» CONSIGNE: Recopiez l'extrait sur la Libye et le Sahel entre « Enfin, le Secrétaire » et « protection de tous. » inclus, en changeant chaque fois « risques » en « dangers ».

L’Union africaine est décidée à convoquer un forum de réconciliation, avec l’appui de l’ONU, qui réunirait toutes les forces du pays (politiques, ethniques, religieuses, …) pour consolider le processus de paix en Libye. A ce titre, elle aimerait voir les khadafistes présents à ce forum. Le Secrétaire général ne s’oppose pas à cette proposition, et au contraire, l’encourage. Il soutient que le forum inter-libyens doit être inclusif et que tout le monde doit être représenté, sans discrimination et sans privilégier aucun groupe.
Il insiste sur le fait que la société libyenne doit pouvoir venir se rallier, pour qu’un futur Etat libyen soit possible.
Enfin, Guterres ajoute qu’il a été accordé à l’Union africaine qu’elle soit présente dans les réunions de négociation des différents volets, toujours dans cet esprit de discussion.
Sahel
Les journalistes ont ensuite interrogé le Secrétaire général sur le Sahel. Ils ont ainsi mis l’accent sur les attaques jihadistes de plus en plus fréquentes et meurtrières, sur l’échec du G5 Sahel, et sur le retrait des troupes américaines de la zone.
Le Secrétaire général s’est fait plus pessimiste concernant le Sahel. Il a ainsi mis en lumière l’insuffisance du dispositif de sécurité actuellement en place. Malgré la MINUSMA, opération de maintien de la paix dirigée par l’ONU, le G5 Sahel, l’opération française Barkhane et la présence militaire américaine, la lutte contre le terrorisme au Sahel est très difficile et se voit opposer de nombreux échecs.
En cas de retrait d’une des parties la situation se dégradera rapidement. Pour António Guterres, les choses doivent changer et il faut pallier l’insuffisance du dispositif actuel. Il faut, d’après lui, une force d’imposition de la paix, une force contre-terroriste forte avec un mandat défini du Conseil de sécurité et un financement garanti. Une telle proposition a cependant déjà été refusée.
Enfin, le Secrétaire général souligne les risques de la situation. Le Conseil de sécurité et les entités en capacité d’aider les africains n’auraient ainsi jusqu’ici pas pris suffisamment consciences des risques.
Guterres a également soigneusement évité de répondre aux questions concernant Donald Trump et le retrait des troupes américaines. Il a seulement insisté sur la nécessité pour les Etats-Unis de comprendre qu’il y a actuellement besoin d’un mécanisme sécuritaire fort, pour la protection de tous.

» DONNÉES FOURNIES:
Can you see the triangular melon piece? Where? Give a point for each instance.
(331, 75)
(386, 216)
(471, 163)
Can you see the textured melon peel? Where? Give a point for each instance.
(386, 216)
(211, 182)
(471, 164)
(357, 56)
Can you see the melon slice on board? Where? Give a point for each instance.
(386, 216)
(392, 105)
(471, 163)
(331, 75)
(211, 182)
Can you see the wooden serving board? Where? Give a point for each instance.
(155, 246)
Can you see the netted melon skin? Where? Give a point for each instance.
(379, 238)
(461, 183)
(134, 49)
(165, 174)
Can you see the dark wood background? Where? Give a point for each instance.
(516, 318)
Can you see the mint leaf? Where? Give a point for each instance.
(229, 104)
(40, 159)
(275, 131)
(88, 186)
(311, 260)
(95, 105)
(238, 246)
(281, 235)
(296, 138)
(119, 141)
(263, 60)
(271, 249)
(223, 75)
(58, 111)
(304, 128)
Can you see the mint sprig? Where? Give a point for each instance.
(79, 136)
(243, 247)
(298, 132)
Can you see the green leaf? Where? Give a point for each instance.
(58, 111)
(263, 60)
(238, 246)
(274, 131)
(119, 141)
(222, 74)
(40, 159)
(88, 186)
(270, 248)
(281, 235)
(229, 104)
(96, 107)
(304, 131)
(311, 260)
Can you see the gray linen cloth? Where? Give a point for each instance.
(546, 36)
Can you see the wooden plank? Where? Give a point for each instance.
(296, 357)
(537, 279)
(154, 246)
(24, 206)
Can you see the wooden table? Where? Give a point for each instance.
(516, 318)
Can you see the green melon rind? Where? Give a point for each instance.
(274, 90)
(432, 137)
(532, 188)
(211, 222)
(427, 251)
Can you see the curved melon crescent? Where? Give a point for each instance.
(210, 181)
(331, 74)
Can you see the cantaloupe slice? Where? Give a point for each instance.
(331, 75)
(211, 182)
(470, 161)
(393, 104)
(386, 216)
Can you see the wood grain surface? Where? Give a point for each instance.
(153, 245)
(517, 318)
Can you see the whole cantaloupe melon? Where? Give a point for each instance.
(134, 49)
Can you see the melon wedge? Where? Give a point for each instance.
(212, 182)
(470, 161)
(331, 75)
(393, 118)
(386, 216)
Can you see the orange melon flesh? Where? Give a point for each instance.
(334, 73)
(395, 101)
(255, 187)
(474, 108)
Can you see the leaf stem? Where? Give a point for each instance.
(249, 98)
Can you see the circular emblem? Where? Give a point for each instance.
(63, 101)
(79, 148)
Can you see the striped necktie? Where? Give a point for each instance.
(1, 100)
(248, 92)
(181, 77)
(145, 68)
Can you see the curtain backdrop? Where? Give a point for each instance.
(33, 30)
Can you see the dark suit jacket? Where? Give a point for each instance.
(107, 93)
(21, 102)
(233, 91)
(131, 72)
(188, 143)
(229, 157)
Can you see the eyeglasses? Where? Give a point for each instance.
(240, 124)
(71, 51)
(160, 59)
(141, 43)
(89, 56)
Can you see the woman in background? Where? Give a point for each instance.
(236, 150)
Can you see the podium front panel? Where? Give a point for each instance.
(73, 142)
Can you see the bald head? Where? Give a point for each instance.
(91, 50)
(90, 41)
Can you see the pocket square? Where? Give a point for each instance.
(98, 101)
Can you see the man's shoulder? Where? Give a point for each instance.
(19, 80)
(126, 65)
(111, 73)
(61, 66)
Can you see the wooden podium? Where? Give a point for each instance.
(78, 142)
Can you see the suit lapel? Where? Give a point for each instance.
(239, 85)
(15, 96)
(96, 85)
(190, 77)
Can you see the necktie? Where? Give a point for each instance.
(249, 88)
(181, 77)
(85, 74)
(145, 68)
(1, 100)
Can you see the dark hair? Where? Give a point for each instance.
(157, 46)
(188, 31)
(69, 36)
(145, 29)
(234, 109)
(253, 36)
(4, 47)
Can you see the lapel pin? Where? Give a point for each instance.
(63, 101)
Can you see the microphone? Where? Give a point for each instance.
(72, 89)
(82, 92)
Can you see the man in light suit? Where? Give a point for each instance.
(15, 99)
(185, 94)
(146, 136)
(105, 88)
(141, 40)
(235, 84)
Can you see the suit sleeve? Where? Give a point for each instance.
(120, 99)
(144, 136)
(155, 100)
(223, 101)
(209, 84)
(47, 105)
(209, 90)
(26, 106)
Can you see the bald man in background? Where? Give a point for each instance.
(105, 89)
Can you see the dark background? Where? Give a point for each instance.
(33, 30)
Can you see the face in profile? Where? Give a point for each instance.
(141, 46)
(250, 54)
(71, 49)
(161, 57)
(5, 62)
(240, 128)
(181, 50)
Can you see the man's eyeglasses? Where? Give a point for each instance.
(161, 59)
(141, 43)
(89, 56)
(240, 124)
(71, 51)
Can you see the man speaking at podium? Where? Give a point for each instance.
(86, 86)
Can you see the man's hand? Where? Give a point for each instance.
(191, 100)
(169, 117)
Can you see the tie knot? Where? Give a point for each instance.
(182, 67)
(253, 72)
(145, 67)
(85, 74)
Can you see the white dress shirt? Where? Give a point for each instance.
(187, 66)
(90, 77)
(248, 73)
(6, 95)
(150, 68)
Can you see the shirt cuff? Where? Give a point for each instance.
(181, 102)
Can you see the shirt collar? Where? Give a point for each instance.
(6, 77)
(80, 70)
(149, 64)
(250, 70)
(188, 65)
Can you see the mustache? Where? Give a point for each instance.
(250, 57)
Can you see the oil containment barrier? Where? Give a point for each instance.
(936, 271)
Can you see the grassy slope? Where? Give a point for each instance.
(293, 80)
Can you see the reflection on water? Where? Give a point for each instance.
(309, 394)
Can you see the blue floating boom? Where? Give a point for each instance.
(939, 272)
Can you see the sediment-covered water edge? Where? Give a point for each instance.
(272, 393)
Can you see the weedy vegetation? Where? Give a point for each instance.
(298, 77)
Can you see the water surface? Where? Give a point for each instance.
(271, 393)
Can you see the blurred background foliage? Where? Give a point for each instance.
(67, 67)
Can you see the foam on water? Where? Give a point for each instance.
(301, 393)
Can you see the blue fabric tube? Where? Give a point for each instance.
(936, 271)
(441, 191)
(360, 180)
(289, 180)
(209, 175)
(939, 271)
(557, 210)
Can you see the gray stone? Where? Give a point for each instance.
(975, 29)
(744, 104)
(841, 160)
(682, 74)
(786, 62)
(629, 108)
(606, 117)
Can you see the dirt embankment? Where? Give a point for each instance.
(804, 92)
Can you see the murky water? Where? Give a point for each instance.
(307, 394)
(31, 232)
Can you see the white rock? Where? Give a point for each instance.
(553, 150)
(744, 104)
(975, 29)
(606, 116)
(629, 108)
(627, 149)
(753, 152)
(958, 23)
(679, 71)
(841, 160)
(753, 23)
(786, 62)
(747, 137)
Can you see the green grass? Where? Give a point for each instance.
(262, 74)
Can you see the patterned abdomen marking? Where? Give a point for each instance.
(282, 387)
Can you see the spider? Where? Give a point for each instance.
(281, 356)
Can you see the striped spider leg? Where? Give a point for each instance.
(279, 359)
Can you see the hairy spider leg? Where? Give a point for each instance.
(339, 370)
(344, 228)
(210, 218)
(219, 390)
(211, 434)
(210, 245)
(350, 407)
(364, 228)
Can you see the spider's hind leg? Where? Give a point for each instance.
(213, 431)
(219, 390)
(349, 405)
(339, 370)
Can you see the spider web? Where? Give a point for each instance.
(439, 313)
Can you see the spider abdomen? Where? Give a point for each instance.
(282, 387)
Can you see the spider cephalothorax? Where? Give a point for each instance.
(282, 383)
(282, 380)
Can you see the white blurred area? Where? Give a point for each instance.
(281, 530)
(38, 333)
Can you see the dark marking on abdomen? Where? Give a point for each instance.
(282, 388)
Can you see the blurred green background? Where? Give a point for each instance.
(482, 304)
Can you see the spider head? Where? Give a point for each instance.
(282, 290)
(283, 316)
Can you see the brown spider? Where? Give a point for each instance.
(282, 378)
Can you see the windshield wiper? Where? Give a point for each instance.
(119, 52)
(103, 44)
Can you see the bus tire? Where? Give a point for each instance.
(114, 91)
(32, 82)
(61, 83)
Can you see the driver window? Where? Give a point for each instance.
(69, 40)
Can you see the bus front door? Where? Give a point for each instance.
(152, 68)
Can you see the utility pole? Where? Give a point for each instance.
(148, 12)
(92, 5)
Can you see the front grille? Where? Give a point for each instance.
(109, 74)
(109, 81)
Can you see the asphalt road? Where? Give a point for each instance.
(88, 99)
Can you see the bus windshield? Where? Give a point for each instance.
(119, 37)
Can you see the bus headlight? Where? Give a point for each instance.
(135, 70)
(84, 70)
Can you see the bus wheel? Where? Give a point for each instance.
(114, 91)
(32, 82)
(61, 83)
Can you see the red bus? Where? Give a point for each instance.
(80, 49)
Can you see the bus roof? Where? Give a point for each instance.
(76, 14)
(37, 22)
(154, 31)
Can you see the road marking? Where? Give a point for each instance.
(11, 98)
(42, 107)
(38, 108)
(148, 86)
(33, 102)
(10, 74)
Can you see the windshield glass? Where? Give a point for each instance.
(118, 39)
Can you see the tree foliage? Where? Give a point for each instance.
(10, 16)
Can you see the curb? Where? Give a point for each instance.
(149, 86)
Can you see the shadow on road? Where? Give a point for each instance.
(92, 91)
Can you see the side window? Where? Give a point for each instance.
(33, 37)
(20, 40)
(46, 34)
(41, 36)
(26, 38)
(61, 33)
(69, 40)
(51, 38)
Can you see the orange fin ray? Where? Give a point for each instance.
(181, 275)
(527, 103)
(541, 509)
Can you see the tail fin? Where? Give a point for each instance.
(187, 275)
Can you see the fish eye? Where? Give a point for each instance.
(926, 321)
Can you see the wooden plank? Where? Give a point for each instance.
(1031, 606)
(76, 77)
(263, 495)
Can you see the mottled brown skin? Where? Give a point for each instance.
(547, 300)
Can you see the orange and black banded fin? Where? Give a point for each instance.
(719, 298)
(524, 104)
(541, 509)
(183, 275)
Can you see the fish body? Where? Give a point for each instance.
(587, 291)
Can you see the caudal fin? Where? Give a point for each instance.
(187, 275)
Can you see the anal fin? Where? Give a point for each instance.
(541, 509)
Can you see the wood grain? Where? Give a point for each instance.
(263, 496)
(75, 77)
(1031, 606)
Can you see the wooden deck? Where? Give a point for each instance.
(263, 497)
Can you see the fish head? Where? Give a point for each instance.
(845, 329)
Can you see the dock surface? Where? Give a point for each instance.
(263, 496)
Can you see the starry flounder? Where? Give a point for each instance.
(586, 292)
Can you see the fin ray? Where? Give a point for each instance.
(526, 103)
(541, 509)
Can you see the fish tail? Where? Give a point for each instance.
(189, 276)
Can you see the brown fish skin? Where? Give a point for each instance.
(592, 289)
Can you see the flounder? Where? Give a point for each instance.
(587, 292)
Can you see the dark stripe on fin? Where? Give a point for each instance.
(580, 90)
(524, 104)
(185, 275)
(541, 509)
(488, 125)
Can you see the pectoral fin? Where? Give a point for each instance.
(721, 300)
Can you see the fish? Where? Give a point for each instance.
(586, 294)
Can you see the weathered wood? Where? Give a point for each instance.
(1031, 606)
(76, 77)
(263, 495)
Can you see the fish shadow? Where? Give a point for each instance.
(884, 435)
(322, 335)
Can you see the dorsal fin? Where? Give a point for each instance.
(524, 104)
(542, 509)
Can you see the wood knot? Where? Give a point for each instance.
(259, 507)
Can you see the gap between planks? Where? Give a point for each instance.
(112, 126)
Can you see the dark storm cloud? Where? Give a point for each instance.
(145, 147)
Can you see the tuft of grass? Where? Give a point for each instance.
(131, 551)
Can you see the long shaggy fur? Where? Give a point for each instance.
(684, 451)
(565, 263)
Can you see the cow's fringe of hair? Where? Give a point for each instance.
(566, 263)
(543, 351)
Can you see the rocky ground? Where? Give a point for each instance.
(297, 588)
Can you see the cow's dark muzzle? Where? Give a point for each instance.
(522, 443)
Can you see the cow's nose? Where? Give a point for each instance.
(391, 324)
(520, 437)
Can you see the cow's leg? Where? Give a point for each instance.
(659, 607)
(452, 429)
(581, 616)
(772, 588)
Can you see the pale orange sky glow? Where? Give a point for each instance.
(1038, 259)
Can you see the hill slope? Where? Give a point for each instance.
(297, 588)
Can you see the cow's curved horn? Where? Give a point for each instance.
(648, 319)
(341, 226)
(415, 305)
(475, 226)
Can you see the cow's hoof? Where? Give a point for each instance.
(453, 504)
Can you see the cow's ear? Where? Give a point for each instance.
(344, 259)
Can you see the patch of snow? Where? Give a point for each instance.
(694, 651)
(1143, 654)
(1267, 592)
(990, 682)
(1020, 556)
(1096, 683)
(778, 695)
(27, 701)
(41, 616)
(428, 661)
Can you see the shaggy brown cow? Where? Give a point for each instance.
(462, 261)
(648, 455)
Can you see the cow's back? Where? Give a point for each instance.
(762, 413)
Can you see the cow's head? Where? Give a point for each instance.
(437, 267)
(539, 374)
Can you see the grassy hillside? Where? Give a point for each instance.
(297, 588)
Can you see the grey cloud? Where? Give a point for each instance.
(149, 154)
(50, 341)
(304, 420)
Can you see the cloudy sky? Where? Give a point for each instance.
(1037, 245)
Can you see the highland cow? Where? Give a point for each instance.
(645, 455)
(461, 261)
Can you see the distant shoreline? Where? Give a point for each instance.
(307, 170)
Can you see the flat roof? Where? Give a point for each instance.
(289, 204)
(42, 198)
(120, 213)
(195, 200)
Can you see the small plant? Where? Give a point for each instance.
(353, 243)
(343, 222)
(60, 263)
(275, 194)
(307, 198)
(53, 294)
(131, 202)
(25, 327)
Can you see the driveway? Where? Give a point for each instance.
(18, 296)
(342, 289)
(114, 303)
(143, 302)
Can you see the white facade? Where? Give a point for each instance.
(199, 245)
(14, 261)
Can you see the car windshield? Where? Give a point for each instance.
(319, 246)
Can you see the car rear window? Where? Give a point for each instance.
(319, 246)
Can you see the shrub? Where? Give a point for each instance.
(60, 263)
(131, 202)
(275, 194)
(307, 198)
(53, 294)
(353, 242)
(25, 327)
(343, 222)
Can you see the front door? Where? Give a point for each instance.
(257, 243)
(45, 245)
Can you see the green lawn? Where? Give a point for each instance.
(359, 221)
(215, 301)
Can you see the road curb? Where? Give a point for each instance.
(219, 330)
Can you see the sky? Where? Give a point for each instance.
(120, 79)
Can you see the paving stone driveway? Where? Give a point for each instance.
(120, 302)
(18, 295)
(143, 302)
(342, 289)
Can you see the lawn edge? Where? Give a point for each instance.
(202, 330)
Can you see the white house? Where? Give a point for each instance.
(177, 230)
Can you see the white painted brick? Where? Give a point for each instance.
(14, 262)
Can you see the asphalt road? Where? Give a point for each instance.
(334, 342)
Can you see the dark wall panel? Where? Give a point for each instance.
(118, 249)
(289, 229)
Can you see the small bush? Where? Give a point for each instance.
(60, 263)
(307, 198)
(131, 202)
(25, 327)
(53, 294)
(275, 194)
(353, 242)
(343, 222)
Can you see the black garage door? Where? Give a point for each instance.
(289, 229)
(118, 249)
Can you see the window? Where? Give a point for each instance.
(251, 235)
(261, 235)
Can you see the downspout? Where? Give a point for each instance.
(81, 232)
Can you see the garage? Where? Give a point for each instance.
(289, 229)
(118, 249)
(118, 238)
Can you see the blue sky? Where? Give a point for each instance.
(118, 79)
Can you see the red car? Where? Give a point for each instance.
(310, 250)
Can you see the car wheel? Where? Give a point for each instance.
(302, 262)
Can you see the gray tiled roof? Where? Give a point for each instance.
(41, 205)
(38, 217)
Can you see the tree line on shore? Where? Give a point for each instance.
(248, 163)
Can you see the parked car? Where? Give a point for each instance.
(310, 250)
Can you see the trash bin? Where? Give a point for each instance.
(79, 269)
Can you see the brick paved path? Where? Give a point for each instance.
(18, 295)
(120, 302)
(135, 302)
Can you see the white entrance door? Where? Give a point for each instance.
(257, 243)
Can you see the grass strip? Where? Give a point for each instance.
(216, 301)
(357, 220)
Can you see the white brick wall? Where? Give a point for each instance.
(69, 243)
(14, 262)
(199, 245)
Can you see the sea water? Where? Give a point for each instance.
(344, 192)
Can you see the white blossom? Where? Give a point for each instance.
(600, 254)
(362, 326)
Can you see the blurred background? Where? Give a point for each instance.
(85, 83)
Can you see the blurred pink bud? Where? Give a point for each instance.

» BONNE RÉPONSE:
Enfin, le Secrétaire général souligne les dangers de la situation. Le Conseil de sécurité et les entités en capacité d’aider les africains n’auraient ainsi jusqu’ici pas pris suffisamment consciences des dangers.
Guterres a également soigneusement évité de répondre aux questions concernant Donald Trump et le retrait des troupes américaines. Il a seulement insisté sur la nécessité pour les Etats-Unis de comprendre qu’il y a actuellement besoin d’un mécanisme sécuritaire fort, pour la protection de tous.